Position identification records:
^^^^^^^^^^^^^^^^
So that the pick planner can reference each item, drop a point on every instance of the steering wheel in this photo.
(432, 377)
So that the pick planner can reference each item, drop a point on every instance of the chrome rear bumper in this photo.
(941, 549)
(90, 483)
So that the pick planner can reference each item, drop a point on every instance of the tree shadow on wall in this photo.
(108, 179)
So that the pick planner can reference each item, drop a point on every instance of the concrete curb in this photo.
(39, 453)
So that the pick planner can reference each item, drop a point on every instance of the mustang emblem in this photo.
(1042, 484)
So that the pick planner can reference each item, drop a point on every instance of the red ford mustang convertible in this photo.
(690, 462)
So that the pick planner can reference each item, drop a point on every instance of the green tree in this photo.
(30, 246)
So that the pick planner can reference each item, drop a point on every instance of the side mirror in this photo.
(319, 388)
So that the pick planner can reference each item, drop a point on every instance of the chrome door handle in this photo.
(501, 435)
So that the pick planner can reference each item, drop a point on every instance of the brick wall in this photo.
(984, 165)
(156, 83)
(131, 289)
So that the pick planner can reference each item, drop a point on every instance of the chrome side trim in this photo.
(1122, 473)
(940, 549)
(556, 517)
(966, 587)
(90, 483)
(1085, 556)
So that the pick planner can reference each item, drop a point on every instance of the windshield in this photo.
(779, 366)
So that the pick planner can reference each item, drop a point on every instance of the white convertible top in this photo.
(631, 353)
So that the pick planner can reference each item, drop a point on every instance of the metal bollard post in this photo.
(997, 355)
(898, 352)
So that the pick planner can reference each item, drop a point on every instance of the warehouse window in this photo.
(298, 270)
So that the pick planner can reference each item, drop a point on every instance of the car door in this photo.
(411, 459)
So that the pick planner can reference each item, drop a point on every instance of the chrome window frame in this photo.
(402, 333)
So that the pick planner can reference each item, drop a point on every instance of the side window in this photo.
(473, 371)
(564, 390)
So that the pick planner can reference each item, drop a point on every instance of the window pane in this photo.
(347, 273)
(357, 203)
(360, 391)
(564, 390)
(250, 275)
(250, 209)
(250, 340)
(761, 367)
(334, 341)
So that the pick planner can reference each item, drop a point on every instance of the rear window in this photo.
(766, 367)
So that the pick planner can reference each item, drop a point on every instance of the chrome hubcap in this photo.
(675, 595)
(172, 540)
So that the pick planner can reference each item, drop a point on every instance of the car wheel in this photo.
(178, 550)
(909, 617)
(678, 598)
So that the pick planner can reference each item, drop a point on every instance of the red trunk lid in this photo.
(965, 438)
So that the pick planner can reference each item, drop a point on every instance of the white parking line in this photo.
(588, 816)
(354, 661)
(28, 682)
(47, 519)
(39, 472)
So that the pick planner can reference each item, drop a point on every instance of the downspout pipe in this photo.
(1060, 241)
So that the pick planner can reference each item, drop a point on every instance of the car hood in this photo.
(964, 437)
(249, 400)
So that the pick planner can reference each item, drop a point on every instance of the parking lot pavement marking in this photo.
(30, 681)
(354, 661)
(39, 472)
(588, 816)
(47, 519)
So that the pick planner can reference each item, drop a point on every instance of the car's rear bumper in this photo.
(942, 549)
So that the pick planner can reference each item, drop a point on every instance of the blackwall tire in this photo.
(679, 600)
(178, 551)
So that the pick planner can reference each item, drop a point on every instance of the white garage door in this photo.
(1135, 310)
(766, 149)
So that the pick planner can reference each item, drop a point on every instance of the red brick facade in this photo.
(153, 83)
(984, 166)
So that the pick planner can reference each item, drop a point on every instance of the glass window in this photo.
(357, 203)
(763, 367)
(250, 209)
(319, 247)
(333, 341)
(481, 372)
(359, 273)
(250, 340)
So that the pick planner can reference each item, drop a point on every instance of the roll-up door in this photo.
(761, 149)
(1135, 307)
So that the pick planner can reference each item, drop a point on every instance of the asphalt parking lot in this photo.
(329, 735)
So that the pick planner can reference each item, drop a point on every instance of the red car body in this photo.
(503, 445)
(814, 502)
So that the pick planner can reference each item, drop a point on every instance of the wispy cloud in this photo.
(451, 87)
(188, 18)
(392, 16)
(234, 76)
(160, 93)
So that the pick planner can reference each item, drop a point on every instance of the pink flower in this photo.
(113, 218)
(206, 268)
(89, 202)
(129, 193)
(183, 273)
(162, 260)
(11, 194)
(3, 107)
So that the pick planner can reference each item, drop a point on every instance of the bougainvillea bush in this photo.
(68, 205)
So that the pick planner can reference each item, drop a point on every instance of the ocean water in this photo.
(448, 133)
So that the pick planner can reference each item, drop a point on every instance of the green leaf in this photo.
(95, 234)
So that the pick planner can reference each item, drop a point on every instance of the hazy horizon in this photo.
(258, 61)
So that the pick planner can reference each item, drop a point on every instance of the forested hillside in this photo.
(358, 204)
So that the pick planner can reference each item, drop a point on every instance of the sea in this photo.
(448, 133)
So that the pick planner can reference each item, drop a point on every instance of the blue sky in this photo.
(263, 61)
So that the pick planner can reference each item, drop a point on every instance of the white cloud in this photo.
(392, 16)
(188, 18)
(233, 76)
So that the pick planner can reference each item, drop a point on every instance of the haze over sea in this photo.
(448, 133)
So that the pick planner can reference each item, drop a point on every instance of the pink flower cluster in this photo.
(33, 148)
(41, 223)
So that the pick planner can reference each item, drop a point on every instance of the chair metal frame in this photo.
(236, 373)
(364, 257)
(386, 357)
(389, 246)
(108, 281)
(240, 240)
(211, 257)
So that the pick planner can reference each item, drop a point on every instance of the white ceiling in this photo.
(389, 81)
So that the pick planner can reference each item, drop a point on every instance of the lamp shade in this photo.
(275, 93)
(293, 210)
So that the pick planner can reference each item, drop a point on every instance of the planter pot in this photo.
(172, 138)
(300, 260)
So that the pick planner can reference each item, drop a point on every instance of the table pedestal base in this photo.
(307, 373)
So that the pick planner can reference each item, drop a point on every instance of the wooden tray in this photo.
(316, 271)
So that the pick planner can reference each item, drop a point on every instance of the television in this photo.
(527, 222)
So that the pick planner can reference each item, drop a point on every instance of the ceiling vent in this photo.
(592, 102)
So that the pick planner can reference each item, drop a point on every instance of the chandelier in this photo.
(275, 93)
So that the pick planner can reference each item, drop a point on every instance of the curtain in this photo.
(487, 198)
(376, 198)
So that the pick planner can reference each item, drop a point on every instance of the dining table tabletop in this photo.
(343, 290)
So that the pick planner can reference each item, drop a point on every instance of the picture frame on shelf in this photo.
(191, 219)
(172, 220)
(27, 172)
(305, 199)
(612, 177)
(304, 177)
^^^^^^^^^^^^^^^^
Short task:
Format each line of the listing above as one entry in a numbered list, and leave out any blank lines.

Reply to the task:
1. So that the pick planner can reference each item, drop a point on every instance of the steering wheel in this photo.
2. (432, 377)
3. So that the pick planner can reference each item, drop a point on every instance of the chrome rear bumper in this photo.
4. (941, 549)
5. (90, 483)
6. So that the pick planner can reference each item, drop a point on every instance of the tree shadow on wall in this photo.
7. (108, 179)
8. So that the pick planner can reference each item, drop a point on every instance of the concrete curb in this photo.
9. (39, 453)
10. So that the pick planner can reference each item, drop a point on every instance of the mustang emblem in this photo.
11. (1042, 484)
12. So that the pick planner can reference each item, drop a point on every instance of the red ford mustang convertible in this photo.
13. (690, 462)
14. So that the pick planner can reference each item, drop a point on every instance of the green tree in this photo.
15. (30, 246)
16. So that the pick planner can reference each item, drop a point on every instance of the side mirror in this photo.
17. (319, 388)
18. So that the pick planner can reference each item, drop a point on every instance of the chrome door handle in this photo.
19. (501, 435)
20. So that the pick planner can reference each item, drop a point on every instance of the brick wall in this photo.
21. (984, 165)
22. (156, 83)
23. (131, 289)
24. So that the pick planner can reference each item, drop a point on every instance of the chrome side trim in this photo.
25. (1122, 473)
26. (940, 549)
27. (556, 517)
28. (966, 587)
29. (90, 483)
30. (1085, 556)
31. So that the pick planner can reference each item, drop a point on every instance of the windshield in this photo.
32. (779, 366)
33. So that the pick planner can reference each item, drop a point on every instance of the white convertible top in this photo.
34. (631, 353)
35. So that the pick planner can reference each item, drop a point on every instance of the metal bollard post in this photo.
36. (997, 355)
37. (898, 352)
38. So that the pick planner can reference each item, drop a point on every instance of the warehouse window in this photo.
39. (298, 270)
40. So that the pick planner can reference each item, drop a point on every instance of the car door in this photo.
41. (411, 459)
42. So that the pick planner can reference each item, drop a point on every instance of the chrome window frame in this photo.
43. (402, 333)
44. So that the pick planner can reference each item, drop a point on every instance of the side window in this photo.
45. (473, 371)
46. (564, 390)
47. So that the pick planner can reference each item, drop a point on every instance of the window pane in this photo.
48. (347, 273)
49. (357, 203)
50. (360, 391)
51. (564, 390)
52. (250, 275)
53. (250, 209)
54. (250, 340)
55. (761, 367)
56. (334, 341)
57. So that the pick planner can reference each item, drop a point on every instance of the rear window in this photo.
58. (766, 367)
59. So that the pick planner can reference each item, drop a point on every instance of the chrome hubcap in this photo.
60. (675, 595)
61. (172, 540)
62. So that the pick planner can reference each item, drop a point on every instance of the car wheel in this photo.
63. (178, 550)
64. (909, 617)
65. (678, 598)
66. So that the pick planner can reference each item, drop a point on every instance of the red trunk lid in this photo.
67. (965, 438)
68. So that the pick planner can reference each item, drop a point on every instance of the white parking line in this photo.
69. (588, 816)
70. (354, 661)
71. (28, 682)
72. (47, 519)
73. (39, 472)
74. So that the pick planner can reference each item, drop a point on every instance of the downspout pipe in this photo.
75. (1060, 241)
76. So that the pick planner can reference each item, drop a point on every instance of the car hood in this photo.
77. (964, 437)
78. (249, 400)
79. So that the pick planner can reference each item, drop a point on every instance of the parking lot pavement marking in this photo.
80. (30, 681)
81. (354, 661)
82. (39, 472)
83. (588, 816)
84. (47, 519)
85. So that the pick planner can reference each item, drop a point on every instance of the car's rear bumper in this photo.
86. (942, 549)
87. So that the pick planner can reference each item, drop a point on every instance of the blackwall tire in this photo.
88. (679, 600)
89. (178, 551)
90. So that the pick planner can reference each item, drop a point on every instance of the white garage door in this photo.
91. (1135, 310)
92. (766, 149)
93. So that the pick planner can reference each item, drop a point on every instance of the red brick facade in this photo.
94. (153, 83)
95. (984, 166)
96. So that the pick planner can reference each item, drop a point on every instance of the glass window in this photo.
97. (357, 203)
98. (763, 367)
99. (250, 209)
100. (319, 247)
101. (333, 341)
102. (481, 372)
103. (359, 273)
104. (250, 340)
105. So that the pick planner can reference each item, drop a point on every instance of the roll-up door in this photo.
106. (761, 149)
107. (1135, 307)
108. So that the pick planner can reference each item, drop a point on every instance of the asphalt parking lot in this photo.
109. (329, 735)
110. So that the pick planner can reference each item, drop a point on every instance of the red car body in this photo.
111. (503, 445)
112. (814, 502)
113. So that the pick planner can reference each item, drop a point on every instance of the wispy cloud in this photo.
114. (451, 87)
115. (188, 18)
116. (392, 16)
117. (234, 76)
118. (160, 93)
119. So that the pick planner can reference each item, drop a point on every instance of the pink flower in this photo.
120. (113, 218)
121. (206, 268)
122. (89, 202)
123. (129, 193)
124. (183, 273)
125. (162, 260)
126. (11, 194)
127. (3, 107)
128. So that the pick planner can reference each item, drop a point on every instance of the bougainvillea bush in this photo.
129. (68, 205)
130. So that the pick planner can reference each item, drop a point on every instance of the ocean water in this photo.
131. (448, 133)
132. So that the pick planner can reference each item, drop a point on every instance of the green leaf in this photo.
133. (95, 234)
134. So that the pick planner can reference each item, drop a point on every instance of the hazy horizon in this photo.
135. (258, 61)
136. So that the pick planner can reference each item, drop a point on every instance of the forested hillside in this photo.
137. (358, 204)
138. So that the pick planner can reference each item, drop a point on every instance of the sea in this photo.
139. (448, 133)
140. So that the pick planner can reference each item, drop a point on every instance of the blue sky in this photo.
141. (263, 61)
142. So that the pick planner can reference each item, drop a point on every instance of the white cloud in this photo.
143. (392, 16)
144. (188, 18)
145. (233, 76)
146. So that the pick planner can reference each item, drop a point on every instance of the haze over sea in this photo.
147. (448, 133)
148. So that the pick planner can reference each item, drop a point on every instance of the pink flower cluster in this photo.
149. (33, 148)
150. (41, 223)
151. So that the pick planner can reference each item, drop a point on every instance of the chair metal frame in this photo.
152. (236, 373)
153. (364, 257)
154. (386, 357)
155. (389, 246)
156. (108, 281)
157. (240, 240)
158. (211, 257)
159. So that the pick planner can reference each item, drop a point on every instance of the white ceiling in this photo.
160. (389, 81)
161. So that the pick planner can reference each item, drop a point on every instance of the lamp shade in this photo.
162. (275, 93)
163. (293, 210)
164. So that the pick planner can reference each item, drop a point on every instance of the planter pot in this photo.
165. (172, 138)
166. (300, 260)
167. So that the pick planner can reference each item, drop a point on every instance of the table pedestal base in this photo.
168. (307, 373)
169. So that the pick planner can reference each item, drop a point on every instance of the wooden tray in this photo.
170. (316, 271)
171. So that the pick planner can reference each item, drop a point on every instance of the television in this photo.
172. (527, 222)
173. So that the pick planner can reference each item, drop a point on every instance of the ceiling vent in this photo.
174. (592, 102)
175. So that the pick planner can reference each item, drop a point on every instance of the chandelier in this photo.
176. (275, 93)
177. So that the pick planner can reference each item, drop a point on every instance of the curtain in this photo.
178. (487, 198)
179. (376, 198)
180. So that the pick planner can reference each item, drop a point on every instance of the dining table tabletop in this photo.
181. (343, 290)
182. So that the pick planner can reference each item, drop a point on every instance of the picture frame on shelf in this photo.
183. (191, 219)
184. (172, 220)
185. (27, 172)
186. (305, 199)
187. (612, 177)
188. (304, 177)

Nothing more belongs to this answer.